Activity: Copy the lines verbatim, beginning with the line that contains "grab the signal" and continuing through the end of the data, and only those lines.

Records for the task:
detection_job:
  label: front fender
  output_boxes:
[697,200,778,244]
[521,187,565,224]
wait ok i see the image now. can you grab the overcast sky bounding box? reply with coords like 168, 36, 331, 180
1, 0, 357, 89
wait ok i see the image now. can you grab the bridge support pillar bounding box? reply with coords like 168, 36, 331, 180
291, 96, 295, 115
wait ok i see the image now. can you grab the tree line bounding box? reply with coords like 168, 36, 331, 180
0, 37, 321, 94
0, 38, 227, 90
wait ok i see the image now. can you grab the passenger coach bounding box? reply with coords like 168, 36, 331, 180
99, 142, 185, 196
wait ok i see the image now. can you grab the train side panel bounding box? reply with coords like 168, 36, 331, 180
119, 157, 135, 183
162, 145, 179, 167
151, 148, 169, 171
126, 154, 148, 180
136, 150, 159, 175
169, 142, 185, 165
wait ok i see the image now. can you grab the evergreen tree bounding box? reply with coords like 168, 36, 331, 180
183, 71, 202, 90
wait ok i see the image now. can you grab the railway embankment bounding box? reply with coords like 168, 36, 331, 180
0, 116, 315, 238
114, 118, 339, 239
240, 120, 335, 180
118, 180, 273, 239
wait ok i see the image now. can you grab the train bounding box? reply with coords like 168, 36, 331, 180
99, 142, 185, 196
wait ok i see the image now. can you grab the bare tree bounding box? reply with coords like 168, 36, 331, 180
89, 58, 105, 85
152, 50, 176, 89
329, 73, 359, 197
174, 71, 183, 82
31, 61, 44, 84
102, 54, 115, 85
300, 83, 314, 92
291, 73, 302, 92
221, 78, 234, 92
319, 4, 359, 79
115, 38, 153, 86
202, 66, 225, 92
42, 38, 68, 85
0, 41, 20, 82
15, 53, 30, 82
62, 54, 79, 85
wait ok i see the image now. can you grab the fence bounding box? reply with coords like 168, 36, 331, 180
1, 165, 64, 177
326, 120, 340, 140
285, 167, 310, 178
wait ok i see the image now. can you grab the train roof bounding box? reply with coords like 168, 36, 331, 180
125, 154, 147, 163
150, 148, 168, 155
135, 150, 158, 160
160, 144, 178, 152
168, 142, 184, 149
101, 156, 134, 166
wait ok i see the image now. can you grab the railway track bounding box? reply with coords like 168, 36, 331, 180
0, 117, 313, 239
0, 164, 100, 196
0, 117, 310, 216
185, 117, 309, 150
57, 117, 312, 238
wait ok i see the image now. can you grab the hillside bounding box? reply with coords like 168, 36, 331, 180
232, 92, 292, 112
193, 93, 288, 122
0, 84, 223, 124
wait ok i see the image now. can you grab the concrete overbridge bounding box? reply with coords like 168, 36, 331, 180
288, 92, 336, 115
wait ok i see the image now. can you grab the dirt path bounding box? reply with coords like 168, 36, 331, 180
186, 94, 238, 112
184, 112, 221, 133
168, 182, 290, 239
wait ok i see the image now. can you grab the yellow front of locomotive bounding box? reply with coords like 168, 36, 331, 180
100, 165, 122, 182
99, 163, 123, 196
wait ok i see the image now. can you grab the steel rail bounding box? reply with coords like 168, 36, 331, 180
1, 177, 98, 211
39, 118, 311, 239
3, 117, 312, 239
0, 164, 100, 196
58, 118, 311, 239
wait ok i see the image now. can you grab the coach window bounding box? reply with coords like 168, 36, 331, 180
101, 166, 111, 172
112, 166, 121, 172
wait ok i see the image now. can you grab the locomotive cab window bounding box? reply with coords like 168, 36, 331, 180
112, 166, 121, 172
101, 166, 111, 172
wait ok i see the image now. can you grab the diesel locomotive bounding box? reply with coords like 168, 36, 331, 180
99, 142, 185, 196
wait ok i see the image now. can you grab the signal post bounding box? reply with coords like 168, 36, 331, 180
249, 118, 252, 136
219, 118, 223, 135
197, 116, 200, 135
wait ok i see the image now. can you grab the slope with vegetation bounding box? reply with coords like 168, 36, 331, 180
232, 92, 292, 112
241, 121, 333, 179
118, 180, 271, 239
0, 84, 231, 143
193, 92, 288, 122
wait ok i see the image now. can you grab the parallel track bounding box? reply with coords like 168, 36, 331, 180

Response:
wait ok i see the image now. can you grab the signal post bounding box? reply with coords like 168, 36, 331, 180
249, 118, 252, 136
219, 118, 223, 135
197, 116, 200, 135
wait ok i see the image now. can you grab the slope with vegetation bounding box? reply with coords like 168, 36, 331, 180
232, 92, 292, 112
241, 121, 333, 179
118, 180, 271, 239
0, 84, 231, 143
193, 92, 288, 122
wait ok i see the image now. can you grab the parallel track bounding box? reply with coords like 168, 36, 331, 180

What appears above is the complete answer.